Fall 2024

PFFP 310 Fundamentals of Personal and Family Financial Planning

This course is designed to introduce students to a broad overview of personal and family financial planning, with specific emphasis the financial planning process, financial strategies, savings and cash flow management, insurance, investments, taxes, use of credit, and time value of money.

Instructor(s)

PFFP 196A The MONEY Class: Financial Well-Being in College and Beyond

This course is designed to introduce students to challenges and opportunities associated with managing money. The course will cover key personal finance topics and money management strategies relevant for college students in the early stages of their financial journey. This course will approach money topics from a personal point-of-view and students can expect to gain objective financial knowledge as well as insight into their own individual approaches to money. By the end of the semester, students will have a clear understanding of how they can set and achieve financial goals.

Instructor(s)

......

GIVEN TASK A: Edit the course listing by writing it out again from "PFFP 310 Fundamentals" up to and including "value of money.", and put "risk management" in place of "insurance".

ROWS:

......

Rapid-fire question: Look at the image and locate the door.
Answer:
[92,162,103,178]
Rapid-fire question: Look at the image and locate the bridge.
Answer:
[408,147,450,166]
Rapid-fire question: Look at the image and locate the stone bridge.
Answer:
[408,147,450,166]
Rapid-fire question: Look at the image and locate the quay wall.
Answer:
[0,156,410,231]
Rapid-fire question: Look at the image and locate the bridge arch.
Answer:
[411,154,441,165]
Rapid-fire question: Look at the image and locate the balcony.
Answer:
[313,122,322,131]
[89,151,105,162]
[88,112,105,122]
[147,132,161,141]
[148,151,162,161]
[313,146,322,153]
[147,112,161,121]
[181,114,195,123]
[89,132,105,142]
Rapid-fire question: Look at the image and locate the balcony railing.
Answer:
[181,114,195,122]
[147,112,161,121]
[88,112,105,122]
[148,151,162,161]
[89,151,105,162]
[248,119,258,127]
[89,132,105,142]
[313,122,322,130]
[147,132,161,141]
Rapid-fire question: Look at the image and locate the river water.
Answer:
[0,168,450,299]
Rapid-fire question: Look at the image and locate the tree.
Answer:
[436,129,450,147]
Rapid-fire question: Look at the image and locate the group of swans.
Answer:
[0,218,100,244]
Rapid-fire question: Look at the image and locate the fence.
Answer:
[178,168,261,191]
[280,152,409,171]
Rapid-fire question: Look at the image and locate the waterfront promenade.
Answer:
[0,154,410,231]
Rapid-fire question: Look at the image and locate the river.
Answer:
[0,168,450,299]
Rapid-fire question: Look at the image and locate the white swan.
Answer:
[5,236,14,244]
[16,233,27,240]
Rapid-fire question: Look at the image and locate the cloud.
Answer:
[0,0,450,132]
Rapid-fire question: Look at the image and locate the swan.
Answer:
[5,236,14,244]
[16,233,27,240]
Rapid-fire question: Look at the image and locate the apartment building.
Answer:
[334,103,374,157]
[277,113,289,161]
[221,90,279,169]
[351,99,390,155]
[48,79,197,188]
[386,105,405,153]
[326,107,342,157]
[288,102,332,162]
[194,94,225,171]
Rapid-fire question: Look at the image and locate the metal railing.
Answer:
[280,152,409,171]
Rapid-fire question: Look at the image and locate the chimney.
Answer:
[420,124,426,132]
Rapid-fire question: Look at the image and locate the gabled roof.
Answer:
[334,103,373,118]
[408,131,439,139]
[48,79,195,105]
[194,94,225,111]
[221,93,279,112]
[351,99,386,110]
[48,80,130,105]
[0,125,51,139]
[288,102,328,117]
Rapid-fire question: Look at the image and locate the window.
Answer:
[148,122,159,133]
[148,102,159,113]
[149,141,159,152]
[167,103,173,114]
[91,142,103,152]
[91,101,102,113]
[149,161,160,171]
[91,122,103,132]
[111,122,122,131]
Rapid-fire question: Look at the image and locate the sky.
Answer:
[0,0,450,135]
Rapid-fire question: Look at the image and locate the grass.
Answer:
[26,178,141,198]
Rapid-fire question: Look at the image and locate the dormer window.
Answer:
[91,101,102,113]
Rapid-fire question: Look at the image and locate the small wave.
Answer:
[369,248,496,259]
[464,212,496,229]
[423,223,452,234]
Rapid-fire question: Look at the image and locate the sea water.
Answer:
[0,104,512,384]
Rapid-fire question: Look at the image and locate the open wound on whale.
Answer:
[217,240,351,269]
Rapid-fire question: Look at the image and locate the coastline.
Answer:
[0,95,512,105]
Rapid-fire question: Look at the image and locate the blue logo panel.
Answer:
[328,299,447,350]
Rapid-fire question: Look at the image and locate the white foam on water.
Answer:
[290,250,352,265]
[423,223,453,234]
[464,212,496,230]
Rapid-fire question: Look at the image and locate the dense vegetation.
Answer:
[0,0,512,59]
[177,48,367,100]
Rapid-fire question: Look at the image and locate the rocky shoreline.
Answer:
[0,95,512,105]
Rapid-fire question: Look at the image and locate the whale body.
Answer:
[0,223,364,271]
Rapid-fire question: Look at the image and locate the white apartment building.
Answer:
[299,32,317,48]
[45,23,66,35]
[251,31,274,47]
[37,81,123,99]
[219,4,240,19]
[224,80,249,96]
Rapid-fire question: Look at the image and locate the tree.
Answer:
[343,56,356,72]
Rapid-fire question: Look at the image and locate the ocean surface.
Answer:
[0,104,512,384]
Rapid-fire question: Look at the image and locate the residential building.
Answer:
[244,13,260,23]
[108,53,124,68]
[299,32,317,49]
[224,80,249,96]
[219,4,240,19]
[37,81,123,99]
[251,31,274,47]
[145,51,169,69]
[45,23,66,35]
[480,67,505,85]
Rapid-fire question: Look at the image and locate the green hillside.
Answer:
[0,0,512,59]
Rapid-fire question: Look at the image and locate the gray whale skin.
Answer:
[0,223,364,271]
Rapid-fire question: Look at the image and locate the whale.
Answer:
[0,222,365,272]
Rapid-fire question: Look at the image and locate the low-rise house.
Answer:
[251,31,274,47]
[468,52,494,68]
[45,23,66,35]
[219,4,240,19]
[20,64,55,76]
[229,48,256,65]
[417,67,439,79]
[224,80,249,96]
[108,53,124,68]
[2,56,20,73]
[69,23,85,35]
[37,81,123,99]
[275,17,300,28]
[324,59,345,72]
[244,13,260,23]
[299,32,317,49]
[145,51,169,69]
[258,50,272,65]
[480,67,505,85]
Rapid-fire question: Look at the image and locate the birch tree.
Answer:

......

GIVEN TASK B: Express the rows as a Markdown table with the columns Number and Record line. Cover them from the first row up to and including the line with "[411,154,441,165]", leaving out any blank lines.

CORRECT OUTPUT A:
PFFP 310 Fundamentals of Personal and Family Financial Planning

This course is designed to introduce students to a broad overview of personal and family financial planning, with specific emphasis the financial planning process, financial strategies, savings and cash flow management, risk management, investments, taxes, use of credit, and time value of money.

CORRECT OUTPUT B:
| Number | Record line |
|---|---|
| 1 | Rapid-fire question: Look at the image and locate the door. |
| 2 | Answer: |
| 3 | [92,162,103,178] |
| 4 | Rapid-fire question: Look at the image and locate the bridge. |
| 5 | Answer: |
| 6 | [408,147,450,166] |
| 7 | Rapid-fire question: Look at the image and locate the stone bridge. |
| 8 | Answer: |
| 9 | [408,147,450,166] |
| 10 | Rapid-fire question: Look at the image and locate the quay wall. |
| 11 | Answer: |
| 12 | [0,156,410,231] |
| 13 | Rapid-fire question: Look at the image and locate the bridge arch. |
| 14 | Answer: |
| 15 | [411,154,441,165] |